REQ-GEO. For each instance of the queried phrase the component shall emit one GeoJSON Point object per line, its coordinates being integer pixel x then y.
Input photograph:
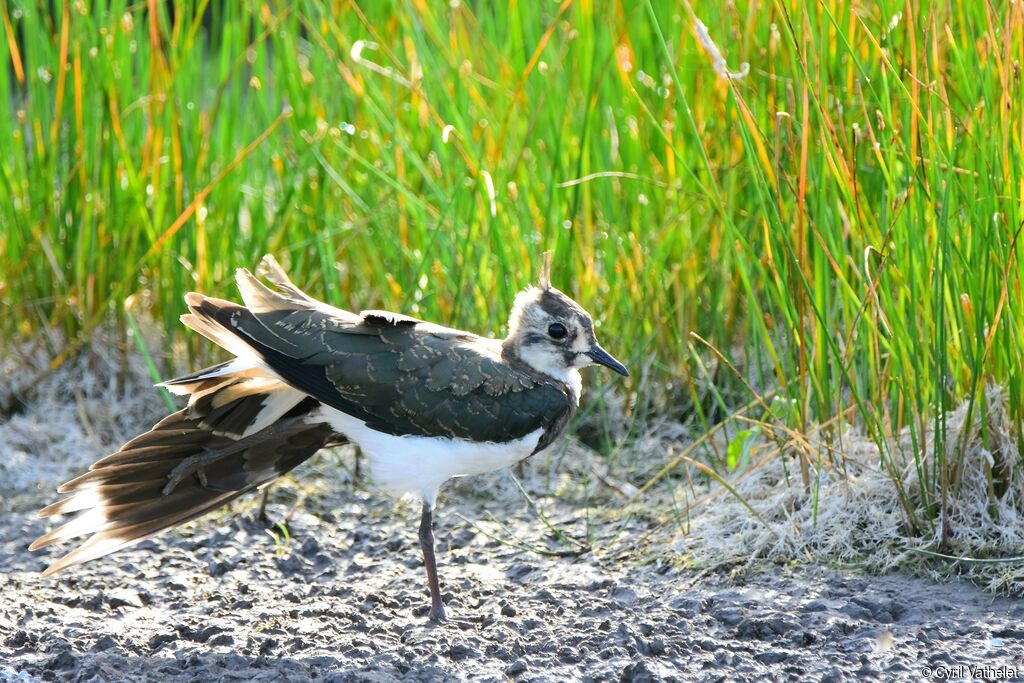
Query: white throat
{"type": "Point", "coordinates": [551, 365]}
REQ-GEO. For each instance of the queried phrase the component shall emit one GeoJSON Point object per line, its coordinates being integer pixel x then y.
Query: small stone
{"type": "Point", "coordinates": [159, 639]}
{"type": "Point", "coordinates": [459, 651]}
{"type": "Point", "coordinates": [104, 643]}
{"type": "Point", "coordinates": [515, 668]}
{"type": "Point", "coordinates": [223, 640]}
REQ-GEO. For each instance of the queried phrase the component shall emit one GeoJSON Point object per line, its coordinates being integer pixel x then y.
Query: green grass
{"type": "Point", "coordinates": [838, 227]}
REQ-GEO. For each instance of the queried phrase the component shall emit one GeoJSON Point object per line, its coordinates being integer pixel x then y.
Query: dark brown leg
{"type": "Point", "coordinates": [427, 545]}
{"type": "Point", "coordinates": [262, 506]}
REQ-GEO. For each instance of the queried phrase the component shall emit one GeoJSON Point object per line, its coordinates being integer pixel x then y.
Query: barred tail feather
{"type": "Point", "coordinates": [238, 432]}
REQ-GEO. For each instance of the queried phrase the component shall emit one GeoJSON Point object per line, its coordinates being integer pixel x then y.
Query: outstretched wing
{"type": "Point", "coordinates": [399, 375]}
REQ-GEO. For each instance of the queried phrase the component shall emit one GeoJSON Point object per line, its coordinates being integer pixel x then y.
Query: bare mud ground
{"type": "Point", "coordinates": [344, 597]}
{"type": "Point", "coordinates": [345, 600]}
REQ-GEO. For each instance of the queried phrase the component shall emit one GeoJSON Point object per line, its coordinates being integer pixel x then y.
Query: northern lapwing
{"type": "Point", "coordinates": [424, 402]}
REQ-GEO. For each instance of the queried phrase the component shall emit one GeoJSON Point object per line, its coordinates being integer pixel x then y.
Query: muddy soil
{"type": "Point", "coordinates": [561, 586]}
{"type": "Point", "coordinates": [343, 599]}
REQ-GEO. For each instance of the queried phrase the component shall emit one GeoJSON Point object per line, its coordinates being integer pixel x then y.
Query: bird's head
{"type": "Point", "coordinates": [554, 335]}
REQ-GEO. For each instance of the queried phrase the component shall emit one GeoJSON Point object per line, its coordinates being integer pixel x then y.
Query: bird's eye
{"type": "Point", "coordinates": [557, 331]}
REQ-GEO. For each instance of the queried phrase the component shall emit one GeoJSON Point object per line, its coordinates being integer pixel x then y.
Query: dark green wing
{"type": "Point", "coordinates": [399, 375]}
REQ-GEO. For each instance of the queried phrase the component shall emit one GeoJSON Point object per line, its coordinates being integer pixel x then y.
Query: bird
{"type": "Point", "coordinates": [424, 402]}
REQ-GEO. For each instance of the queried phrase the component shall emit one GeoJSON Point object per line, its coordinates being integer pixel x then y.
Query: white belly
{"type": "Point", "coordinates": [421, 464]}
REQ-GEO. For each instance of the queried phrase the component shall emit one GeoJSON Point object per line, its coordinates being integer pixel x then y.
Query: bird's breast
{"type": "Point", "coordinates": [420, 465]}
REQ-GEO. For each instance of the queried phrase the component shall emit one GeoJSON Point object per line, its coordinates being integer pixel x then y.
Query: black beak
{"type": "Point", "coordinates": [602, 357]}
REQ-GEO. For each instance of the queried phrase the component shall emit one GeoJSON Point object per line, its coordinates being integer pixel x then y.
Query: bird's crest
{"type": "Point", "coordinates": [544, 282]}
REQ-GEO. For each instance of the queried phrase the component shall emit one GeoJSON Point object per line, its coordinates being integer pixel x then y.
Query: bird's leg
{"type": "Point", "coordinates": [427, 545]}
{"type": "Point", "coordinates": [262, 506]}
──────
→ **Exercise prompt**
Print out the material word for word, omitting the pictures.

→ **Response**
REQ-GEO. For each instance of the queried phrase the component shall emit one GeoJSON Point object per line, its coordinates being integer pixel x then y.
Input photograph:
Query: white throat
{"type": "Point", "coordinates": [551, 365]}
REQ-GEO. For each instance of the queried phrase the component shall emit one GeoJSON Point object per line, its coordinates being integer pixel x then y.
Query: small stone
{"type": "Point", "coordinates": [159, 639]}
{"type": "Point", "coordinates": [459, 651]}
{"type": "Point", "coordinates": [104, 643]}
{"type": "Point", "coordinates": [515, 668]}
{"type": "Point", "coordinates": [223, 640]}
REQ-GEO. For each instance of the queried phrase the component shall emit one GeoJSON Point object per line, its coordinates being integer pixel x then y.
Query: green grass
{"type": "Point", "coordinates": [838, 227]}
REQ-GEO. For each instance of the queried phrase the component shall emit one GeoJSON Point object per line, its coordinates being integer pixel x then y.
Query: dark brown leg
{"type": "Point", "coordinates": [427, 545]}
{"type": "Point", "coordinates": [262, 506]}
REQ-GEO. For each instance of the queried phrase the component shall emit one GeoJSON Point object per line, its coordinates being integer pixel x then y.
Query: barred tail feather
{"type": "Point", "coordinates": [238, 432]}
REQ-GEO. For each instance of the queried phrase the component shall emit one GeoJSON Point object per line, its coordinates being integer pixel x then y.
Query: outstretched wing
{"type": "Point", "coordinates": [399, 375]}
REQ-GEO. For each instance of the queried phrase the component shall emit one GeoJSON Point object per line, its coordinates being integer pixel x then y.
Query: bare mud ground
{"type": "Point", "coordinates": [344, 597]}
{"type": "Point", "coordinates": [345, 600]}
REQ-GEO. For each instance of the queried phrase the component shall emit one GeoJSON Point object per line, its coordinates being integer pixel x then y.
Query: northern lapwing
{"type": "Point", "coordinates": [424, 402]}
REQ-GEO. For each instance of the queried phrase the component shall emit one GeoJSON Point object per line, its coordinates being integer pixel x then y.
Query: muddy soil
{"type": "Point", "coordinates": [561, 586]}
{"type": "Point", "coordinates": [343, 599]}
REQ-GEO. For each instance of the queried phrase the component shall emit one GeoJSON Point object per line, its coordinates being integer pixel x then y.
Query: bird's head
{"type": "Point", "coordinates": [554, 335]}
REQ-GEO. For each instance of the queried phrase the component shall emit one GeoJSON Point object per line, its coordinates being integer pixel x then y.
Query: bird's eye
{"type": "Point", "coordinates": [557, 331]}
REQ-GEO. For each instance of the queried phrase the component shall emit one GeoJSON Point object per line, its coordinates being integer pixel x then y.
Query: dark green wing
{"type": "Point", "coordinates": [399, 375]}
REQ-GEO. For each instance of the queried phrase the component shall emit one GeoJSON Point object per line, its coordinates being integer pixel x then y.
Query: bird
{"type": "Point", "coordinates": [424, 402]}
REQ-GEO. For each instance of the queried phrase the component shall emit one GeoJSON Point object per line, its coordinates being integer pixel x then y.
Query: white belly
{"type": "Point", "coordinates": [421, 464]}
REQ-GEO. For each instance of the queried phrase the component shall emit one GeoJSON Point object per line, its coordinates being integer pixel x then y.
Query: bird's breast
{"type": "Point", "coordinates": [420, 465]}
REQ-GEO. For each instance of the queried phrase the component shall emit one GeoJSON Point object per line, its coordinates being integer pixel x then y.
Query: black beak
{"type": "Point", "coordinates": [602, 357]}
REQ-GEO. For each instance of the queried phrase the component shall emit one GeoJSON Point object per line, its coordinates being integer pixel x then y.
Query: bird's crest
{"type": "Point", "coordinates": [544, 282]}
REQ-GEO. For each instance of the queried phrase the component shall emit one GeoJSON Point object per line, its coordinates being integer pixel x then y.
Query: bird's leg
{"type": "Point", "coordinates": [427, 545]}
{"type": "Point", "coordinates": [262, 506]}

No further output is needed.